Y no se equivocó. Aquel hombre venerable, cuando le
informaron del regreso de su hijo, saltó del asiento, bajó
las escaleras, montó el corcel más rápido, salió al encuentro
del muchacho, lo abrazó, lo besó, convocó a los trabajadores
de las haciendas, diciéndoles:

—Servidores fieles de mis tierras, preparad el banquete más espléndido de que haya recuerdo en mi casa, porque es el día más feliz de mi vida; traed el anillo de oro para sus dedos, y ropa de príncipe para su cuerpo. Ah, si conocierais al Padre. El es así: comprensión, perdón, cariño.

Si se extravía uno solo de sus hijos, el Padre es capaz de abandonar la tranquilidad de su palacio y salta al mundo,
sube colinas y cordilleras, bordea los precipicios, desciende
a las hondonadas, vuelve a escalar riscos y atravesar llanuras, hasta que lo encuentra. Entonces lo carga a hombros con todo cariño, y vuelve cantando y silbando a su casa diciendo a todos los vientos que aquel hijo le causaba más alegría que toda la corte celestial. Oh el Padre, si lo conocierais.

========================

Consigna 1 :: Convierte a CSV de dos columnas, consulta y resultado, todos los registros desde la línea que contiene "like [(49, 190)]." hasta la que contiene "[(151, 92)]", ambas incluidas. Pon una fila por registro con su texto y su respuesta, cada uno en un solo campo entre comillas y con los saltos de línea cambiados por espacios.
El fragmento y los registros proceden de fuentes distintas.

========================

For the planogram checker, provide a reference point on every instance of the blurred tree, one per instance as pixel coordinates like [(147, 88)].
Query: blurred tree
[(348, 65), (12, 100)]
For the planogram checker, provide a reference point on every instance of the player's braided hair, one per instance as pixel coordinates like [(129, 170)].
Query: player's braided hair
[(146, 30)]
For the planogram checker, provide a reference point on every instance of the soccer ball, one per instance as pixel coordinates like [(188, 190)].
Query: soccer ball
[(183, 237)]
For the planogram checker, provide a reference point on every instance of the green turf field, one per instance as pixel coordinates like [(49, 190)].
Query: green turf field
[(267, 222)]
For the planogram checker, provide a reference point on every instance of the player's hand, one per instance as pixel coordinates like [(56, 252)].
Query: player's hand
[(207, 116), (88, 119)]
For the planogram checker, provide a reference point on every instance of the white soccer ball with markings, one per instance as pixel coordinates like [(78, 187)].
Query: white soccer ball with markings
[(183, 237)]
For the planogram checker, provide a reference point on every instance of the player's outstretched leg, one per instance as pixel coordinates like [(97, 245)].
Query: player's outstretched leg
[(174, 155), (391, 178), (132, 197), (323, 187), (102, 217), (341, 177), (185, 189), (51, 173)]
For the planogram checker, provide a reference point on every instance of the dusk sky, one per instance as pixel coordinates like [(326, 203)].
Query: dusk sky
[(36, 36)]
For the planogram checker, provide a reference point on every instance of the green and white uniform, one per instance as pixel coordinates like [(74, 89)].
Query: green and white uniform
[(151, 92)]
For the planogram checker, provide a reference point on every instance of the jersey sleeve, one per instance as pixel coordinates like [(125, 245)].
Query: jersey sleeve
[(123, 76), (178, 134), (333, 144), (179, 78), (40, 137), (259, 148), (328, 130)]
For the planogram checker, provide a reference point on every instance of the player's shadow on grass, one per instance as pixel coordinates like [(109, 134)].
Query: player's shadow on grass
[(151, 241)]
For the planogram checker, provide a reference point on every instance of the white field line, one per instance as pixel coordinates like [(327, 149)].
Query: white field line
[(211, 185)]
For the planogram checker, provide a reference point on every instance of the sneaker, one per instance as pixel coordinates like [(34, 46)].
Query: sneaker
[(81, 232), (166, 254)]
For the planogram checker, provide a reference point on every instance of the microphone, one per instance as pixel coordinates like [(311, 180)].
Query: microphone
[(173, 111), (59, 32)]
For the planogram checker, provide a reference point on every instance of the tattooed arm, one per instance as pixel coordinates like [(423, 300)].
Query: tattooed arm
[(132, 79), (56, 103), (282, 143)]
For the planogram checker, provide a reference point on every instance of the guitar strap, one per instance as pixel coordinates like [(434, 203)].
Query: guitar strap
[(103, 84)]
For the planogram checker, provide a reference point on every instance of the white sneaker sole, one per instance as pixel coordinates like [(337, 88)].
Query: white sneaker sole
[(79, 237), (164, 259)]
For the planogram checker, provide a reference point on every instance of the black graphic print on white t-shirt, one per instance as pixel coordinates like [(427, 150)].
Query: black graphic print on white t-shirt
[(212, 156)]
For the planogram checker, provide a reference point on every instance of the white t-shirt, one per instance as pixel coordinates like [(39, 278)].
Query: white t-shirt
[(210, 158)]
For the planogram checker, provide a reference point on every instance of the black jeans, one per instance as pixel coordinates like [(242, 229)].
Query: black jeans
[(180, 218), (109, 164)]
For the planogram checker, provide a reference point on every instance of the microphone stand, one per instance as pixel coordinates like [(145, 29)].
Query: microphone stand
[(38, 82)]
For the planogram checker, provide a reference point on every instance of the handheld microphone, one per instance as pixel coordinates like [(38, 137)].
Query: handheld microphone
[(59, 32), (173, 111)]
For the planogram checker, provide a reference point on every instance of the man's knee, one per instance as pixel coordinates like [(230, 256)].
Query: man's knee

========================

Consigna 2 :: Reescribe en forma de lista el párrafo del fragmento que empieza por «Si se extravía uno solo de sus hijos» y conserva sus hechos principales.

Respuesta completa 1 ::
consulta,resultado
"For the planogram checker, provide a reference point on every instance of the green turf field, one per instance as pixel coordinates like [(49, 190)]. Query: green turf field","[(267, 222)]"
"For the planogram checker, provide a reference point on every instance of the player's hand, one per instance as pixel coordinates like [(56, 252)]. Query: player's hand","[(207, 116), (88, 119)]"
"For the planogram checker, provide a reference point on every instance of the white soccer ball with markings, one per instance as pixel coordinates like [(78, 187)]. Query: white soccer ball with markings","[(183, 237)]"
"For the planogram checker, provide a reference point on every instance of the player's outstretched leg, one per instance as pixel coordinates like [(97, 245)]. Query: player's outstretched leg","[(174, 155), (391, 178), (132, 197), (323, 187), (102, 217), (341, 177), (185, 189), (51, 173)]"
"For the planogram checker, provide a reference point on every instance of the dusk sky, one per instance as pixel coordinates like [(326, 203)]. Query: dusk sky","[(36, 36)]"
"For the planogram checker, provide a reference point on every instance of the green and white uniform, one per instance as pixel coordinates like [(74, 89)]. Query: green and white uniform","[(151, 92)]"

Respuesta completa 2 ::
- Si se pierde uno solo de sus hijos, el Padre deja la tranquilidad de su palacio y sale al mundo.
- Sube colinas y cordilleras, bordea precipicios, baja a las hondonadas, escala riscos y cruza llanuras hasta encontrarlo.
- Lo carga a hombros con cariño y vuelve a su casa cantando y silbando.
- Proclama a todos los vientos que ese hijo le causa más alegría que toda la corte celestial.